Text under study →
◆ ◆ ◆

The framework nuclear agreement he reached with Iran on Thursday did not provide the definitive answer to whether Mr. Obama’s audacious gamble will pay off. The fist Iran has shaken at the so-called Great Satan since 1979 has not completely relaxed. But the fingers are loosening, and the agreement, while still incomplete, held out the prospect that it might yet become a handshake.

For a president whose ambitions to remake the world have been repeatedly frustrated, the possibility of a reconciliation after 36 years of hostility between Washington and Tehran now seems tantalizingly within reach, a way to be worthy of the Nobel Peace Prize that even he believed was awarded prematurely. Yet the deal remains unfinished and unsigned, and critics worry that he is giving up too much while grasping for the illusion of peace.
“Right now, he has no foreign policy legacy,” said Cliff Kupchan, an Iran specialist who has been tracking the talks as chairman of the Eurasia Group, a consulting firm. “He’s got a list of foreign policy failures. A deal with Iran and the ensuing transformation of politics in the Middle East would provide one of the more robust foreign policy legacies of any recent presidencies. It’s kind of all in for Obama. He has nothing else. So for him, it’s all or nothing.”
As Mr. Obama stepped into the Rose Garden to announce what he called a historic understanding, he seemed both relieved that it had come together and combative with those in Congress who would tear it apart. While its provisions must be translated into writing by June 30, he presented it as a breakthrough that would, if made final, make the world a safer place, the kind of legacy any president would like to leave. “This has been a long time coming,” he said.
Mr. Obama cited the same John F. Kennedy quote he referenced earlier in the week when visiting a new institute dedicated to the former president’s brother, Senator Edward M. Kennedy: “Let us never negotiate out of fear, but let us never fear to negotiate.” The sense of celebration was captured by aides standing nearby in the Colonnade who exchanged fist bumps at the end of the president’s remarks.
But Mr. Obama will have a hard time convincing a skeptical Congress, where Republicans and many Democrats are deeply concerned that he has grown so desperate to reach a deal that he is trading away American and Israeli security. As he tries to reach finality with Iran, he will have to fend off legislative efforts, joined even by some of his friends, to force a tougher posture.
House Speaker John A. Boehner, who has been traveling in the Middle East in recent days, repeated his insistence that Congress review any deal before sanctions are eased. “My concerns about Iran’s efforts to foment unrest, brutal violence and terror have only grown,” Mr. Boehner said in a statement. “It would be naïve to suggest the Iranian regime will not continue to use its nuclear program, and any economic relief, to further destabilize the region.”
Mr. Obama tried to reverse that argument on Thursday, framing the choice as either accepting his deal or risking war, a binary formulation his critics reject. “Do you really think that this verifiable deal, if fully implemented, backed by the world’s major powers, is a worse option than the risk of another war in the Middle East?” Mr. Obama asked. If Congress kills the deal, he said, “then it’s the United States that will be blamed for the failure of diplomacy.”

◆ ◆ ◆

Given material →
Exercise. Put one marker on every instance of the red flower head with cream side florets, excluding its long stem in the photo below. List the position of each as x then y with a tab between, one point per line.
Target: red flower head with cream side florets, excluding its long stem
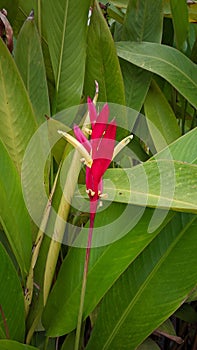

◆ ◆ ◆

Questions →
(a) Say whether each statement agrees with the article on the Iran nuclear agreement. Answer yes or no for each and quote the words of the article that decide it.
(i) The provisions of the agreement must be put into writing by June 30.
(ii) Boehner said Congress need not review the deal before sanctions are eased.
(iii) The Kennedy quote Mr. Obama cited was one he had not used earlier that week.
(b) Extend the article on the Iran nuclear agreement beyond its final paragraph.

Answers →
(a)
(i) Yes: "its provisions must be translated into writing by June 30"
(ii) No: "repeated his insistence that Congress review any deal before sanctions are eased"
(iii) No: "the same John F. Kennedy quote he referenced earlier in the week"

(b)
An agreement with Iran remains the most promising goal left in a foreign policy agenda that has unraveled since Mr. Obama took office. Rather than building a new partnership with Russia, he faces a new cold war. Rather than ending the war in Iraq, he has sent American forces back to fight the Islamic State, though primarily from the air. Rather than defeating Al Qaeda, he finds himself chasing its offshoots. Rather than forging peace in the Middle East, he said recently that is beyond his reach.
Mr. Obama still aspires to reorient American foreign policy more toward Asia, and a pending Pacific trade pact could have a lasting impact if he can seal the deal and push it through Congress. He has nudged the world, particularly China, toward more action on climate change. He will count the restoration of diplomatic relations with Cuba after a half-century of estrangement as a major achievement.
But with so many disappointments, Iran has become something of a holy grail of foreign policy to Mr. Obama, one that could hold the key to a broader reordering of a region that has bedeviled American presidents for generations. Aides say he has spent more time on Iran than any other foreign policy issue except Afghanistan and terrorism.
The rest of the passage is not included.